* _EXERCISE AIM_
Write out, as a numbered list, everything from the line containing "as [61, 4]." down to the end of the listing below, with blank lines left out.

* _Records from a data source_
::::::

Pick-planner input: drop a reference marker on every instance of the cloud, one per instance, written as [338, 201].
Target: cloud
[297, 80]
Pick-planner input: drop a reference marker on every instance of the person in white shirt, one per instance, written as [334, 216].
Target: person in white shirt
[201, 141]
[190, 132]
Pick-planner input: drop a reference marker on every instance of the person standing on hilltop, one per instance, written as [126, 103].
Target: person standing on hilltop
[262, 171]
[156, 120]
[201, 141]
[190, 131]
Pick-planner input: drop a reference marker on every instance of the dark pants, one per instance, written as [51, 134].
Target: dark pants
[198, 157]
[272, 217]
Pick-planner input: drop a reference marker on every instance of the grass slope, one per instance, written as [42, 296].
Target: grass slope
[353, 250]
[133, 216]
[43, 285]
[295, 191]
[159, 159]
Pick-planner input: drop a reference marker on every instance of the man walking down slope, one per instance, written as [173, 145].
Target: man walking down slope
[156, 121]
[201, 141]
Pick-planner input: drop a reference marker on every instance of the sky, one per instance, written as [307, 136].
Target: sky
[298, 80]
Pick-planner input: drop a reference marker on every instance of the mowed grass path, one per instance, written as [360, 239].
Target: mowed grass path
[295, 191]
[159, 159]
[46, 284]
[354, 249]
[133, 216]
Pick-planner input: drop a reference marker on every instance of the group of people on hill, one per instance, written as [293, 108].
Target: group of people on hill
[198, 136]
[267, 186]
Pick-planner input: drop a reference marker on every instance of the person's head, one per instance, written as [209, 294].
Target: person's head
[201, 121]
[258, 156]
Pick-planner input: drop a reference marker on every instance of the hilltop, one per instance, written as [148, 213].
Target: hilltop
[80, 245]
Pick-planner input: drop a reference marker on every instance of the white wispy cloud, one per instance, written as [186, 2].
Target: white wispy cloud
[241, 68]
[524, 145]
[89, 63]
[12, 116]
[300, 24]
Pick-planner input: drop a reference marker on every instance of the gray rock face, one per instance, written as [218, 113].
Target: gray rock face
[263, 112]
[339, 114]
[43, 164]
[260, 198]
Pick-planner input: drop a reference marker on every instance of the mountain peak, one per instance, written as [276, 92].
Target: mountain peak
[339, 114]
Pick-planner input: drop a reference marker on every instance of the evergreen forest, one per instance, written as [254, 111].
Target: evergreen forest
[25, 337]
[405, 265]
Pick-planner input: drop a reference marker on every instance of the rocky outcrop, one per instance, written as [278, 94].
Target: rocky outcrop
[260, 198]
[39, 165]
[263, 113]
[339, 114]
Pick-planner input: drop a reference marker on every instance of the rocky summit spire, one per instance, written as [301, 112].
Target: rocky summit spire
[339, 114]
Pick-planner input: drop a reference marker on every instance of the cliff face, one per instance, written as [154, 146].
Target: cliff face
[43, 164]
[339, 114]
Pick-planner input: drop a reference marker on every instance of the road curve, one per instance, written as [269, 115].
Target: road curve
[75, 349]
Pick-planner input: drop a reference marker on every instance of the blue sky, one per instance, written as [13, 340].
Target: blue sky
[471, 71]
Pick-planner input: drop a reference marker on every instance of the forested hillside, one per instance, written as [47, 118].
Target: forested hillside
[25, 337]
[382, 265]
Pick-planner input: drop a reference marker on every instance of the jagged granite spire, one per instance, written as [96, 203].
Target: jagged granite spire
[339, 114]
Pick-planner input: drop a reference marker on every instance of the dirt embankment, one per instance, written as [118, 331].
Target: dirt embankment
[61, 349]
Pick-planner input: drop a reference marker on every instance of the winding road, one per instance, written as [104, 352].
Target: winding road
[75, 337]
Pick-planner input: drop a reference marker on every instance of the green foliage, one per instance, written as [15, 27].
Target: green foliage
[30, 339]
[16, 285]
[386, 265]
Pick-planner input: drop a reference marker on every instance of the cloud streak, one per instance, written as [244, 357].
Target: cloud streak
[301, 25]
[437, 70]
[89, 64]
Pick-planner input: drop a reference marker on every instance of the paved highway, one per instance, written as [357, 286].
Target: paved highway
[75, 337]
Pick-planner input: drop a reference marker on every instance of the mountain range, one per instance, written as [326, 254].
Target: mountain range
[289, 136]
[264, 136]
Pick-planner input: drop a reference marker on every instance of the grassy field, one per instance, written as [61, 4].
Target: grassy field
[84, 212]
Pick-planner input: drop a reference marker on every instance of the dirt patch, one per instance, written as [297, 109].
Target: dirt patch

::::::

* _ANSWER TO THIS EXERCISE_
1. Pick-planner input: drop a reference marker on every instance of the grassy field, one per instance, written as [61, 4].
2. Target: grassy field
3. [84, 212]
4. Pick-planner input: drop a reference marker on every instance of the dirt patch, one per instance, written as [297, 109].
5. Target: dirt patch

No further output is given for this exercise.